Reply only with how many lines of the listing below hold the word "instance".

==============================

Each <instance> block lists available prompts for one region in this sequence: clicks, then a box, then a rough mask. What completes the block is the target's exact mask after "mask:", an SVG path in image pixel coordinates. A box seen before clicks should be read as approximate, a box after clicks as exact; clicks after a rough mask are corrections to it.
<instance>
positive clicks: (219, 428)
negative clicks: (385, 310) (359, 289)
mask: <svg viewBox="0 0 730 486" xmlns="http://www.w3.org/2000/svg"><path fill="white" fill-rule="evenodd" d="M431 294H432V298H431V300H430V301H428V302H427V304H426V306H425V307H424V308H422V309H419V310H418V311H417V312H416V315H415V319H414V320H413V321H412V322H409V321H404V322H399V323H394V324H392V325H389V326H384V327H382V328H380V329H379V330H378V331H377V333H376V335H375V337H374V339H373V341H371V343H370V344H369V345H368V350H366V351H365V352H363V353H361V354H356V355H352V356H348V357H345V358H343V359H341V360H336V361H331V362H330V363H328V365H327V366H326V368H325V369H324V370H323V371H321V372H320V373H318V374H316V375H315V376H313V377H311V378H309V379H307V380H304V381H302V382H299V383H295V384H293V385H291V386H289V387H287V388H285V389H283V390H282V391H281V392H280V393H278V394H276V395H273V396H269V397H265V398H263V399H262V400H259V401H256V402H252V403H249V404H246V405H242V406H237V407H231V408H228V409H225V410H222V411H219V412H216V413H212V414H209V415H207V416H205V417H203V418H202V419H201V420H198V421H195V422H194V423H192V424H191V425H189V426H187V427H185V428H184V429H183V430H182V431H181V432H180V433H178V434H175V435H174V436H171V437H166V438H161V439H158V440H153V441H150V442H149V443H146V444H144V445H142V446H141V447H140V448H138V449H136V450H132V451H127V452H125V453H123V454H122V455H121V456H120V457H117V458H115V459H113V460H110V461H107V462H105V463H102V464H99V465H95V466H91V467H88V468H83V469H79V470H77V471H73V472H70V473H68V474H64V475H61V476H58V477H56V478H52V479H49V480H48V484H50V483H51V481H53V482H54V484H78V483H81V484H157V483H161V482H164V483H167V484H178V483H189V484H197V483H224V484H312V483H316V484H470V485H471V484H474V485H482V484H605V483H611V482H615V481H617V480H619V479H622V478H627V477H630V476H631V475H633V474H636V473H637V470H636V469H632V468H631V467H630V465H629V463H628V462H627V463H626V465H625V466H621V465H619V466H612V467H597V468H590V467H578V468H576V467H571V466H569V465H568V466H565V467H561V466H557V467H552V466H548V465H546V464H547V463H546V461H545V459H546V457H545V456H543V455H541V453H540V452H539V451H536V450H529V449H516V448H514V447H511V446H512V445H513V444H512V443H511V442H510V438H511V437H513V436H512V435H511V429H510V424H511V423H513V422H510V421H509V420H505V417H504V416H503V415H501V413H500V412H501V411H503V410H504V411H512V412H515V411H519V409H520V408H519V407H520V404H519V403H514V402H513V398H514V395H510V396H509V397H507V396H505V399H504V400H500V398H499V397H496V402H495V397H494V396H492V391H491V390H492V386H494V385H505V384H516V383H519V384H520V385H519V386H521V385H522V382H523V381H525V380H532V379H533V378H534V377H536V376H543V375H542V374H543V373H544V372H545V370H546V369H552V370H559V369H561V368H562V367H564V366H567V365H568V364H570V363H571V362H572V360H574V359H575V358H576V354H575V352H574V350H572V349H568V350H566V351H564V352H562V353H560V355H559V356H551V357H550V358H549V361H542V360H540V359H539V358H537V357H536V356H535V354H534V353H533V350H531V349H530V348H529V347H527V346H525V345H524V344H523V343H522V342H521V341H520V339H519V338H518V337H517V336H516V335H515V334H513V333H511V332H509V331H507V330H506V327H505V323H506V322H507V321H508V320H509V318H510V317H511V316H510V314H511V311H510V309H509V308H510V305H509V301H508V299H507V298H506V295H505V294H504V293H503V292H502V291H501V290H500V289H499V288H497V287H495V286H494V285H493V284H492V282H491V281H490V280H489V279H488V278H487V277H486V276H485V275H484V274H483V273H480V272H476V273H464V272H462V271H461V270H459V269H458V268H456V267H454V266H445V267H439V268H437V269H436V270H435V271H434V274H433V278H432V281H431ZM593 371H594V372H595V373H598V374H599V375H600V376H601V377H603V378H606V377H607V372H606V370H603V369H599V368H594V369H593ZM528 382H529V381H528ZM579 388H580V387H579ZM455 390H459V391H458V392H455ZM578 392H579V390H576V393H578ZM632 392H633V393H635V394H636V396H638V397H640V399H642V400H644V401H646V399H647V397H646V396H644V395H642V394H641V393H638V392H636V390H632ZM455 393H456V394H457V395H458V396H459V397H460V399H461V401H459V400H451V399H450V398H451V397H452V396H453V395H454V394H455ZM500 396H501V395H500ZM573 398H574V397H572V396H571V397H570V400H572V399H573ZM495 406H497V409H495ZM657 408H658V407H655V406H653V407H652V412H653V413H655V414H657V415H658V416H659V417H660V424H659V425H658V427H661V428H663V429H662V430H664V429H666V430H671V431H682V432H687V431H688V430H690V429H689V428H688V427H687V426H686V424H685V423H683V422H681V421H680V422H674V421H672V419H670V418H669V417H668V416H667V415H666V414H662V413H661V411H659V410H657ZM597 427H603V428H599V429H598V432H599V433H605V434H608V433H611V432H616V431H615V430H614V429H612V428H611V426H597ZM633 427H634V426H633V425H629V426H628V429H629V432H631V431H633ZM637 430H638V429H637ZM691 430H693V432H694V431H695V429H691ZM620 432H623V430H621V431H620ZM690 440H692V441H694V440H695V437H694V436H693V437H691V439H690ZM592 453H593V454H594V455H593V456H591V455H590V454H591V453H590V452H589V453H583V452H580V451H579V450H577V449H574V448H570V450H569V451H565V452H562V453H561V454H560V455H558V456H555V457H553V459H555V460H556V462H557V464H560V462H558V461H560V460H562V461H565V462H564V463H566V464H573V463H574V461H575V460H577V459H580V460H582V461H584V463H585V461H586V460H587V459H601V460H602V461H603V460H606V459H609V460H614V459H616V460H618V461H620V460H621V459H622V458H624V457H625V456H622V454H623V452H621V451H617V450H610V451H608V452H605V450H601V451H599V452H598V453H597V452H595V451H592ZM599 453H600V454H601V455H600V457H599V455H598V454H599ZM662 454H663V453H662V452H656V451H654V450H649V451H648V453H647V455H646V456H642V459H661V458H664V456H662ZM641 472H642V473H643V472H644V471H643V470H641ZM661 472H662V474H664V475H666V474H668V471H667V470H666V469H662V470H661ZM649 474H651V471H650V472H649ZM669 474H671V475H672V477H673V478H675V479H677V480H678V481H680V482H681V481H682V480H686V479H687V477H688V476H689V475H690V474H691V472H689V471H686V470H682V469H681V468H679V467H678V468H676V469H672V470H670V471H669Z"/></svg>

==============================

**Exercise answer**
2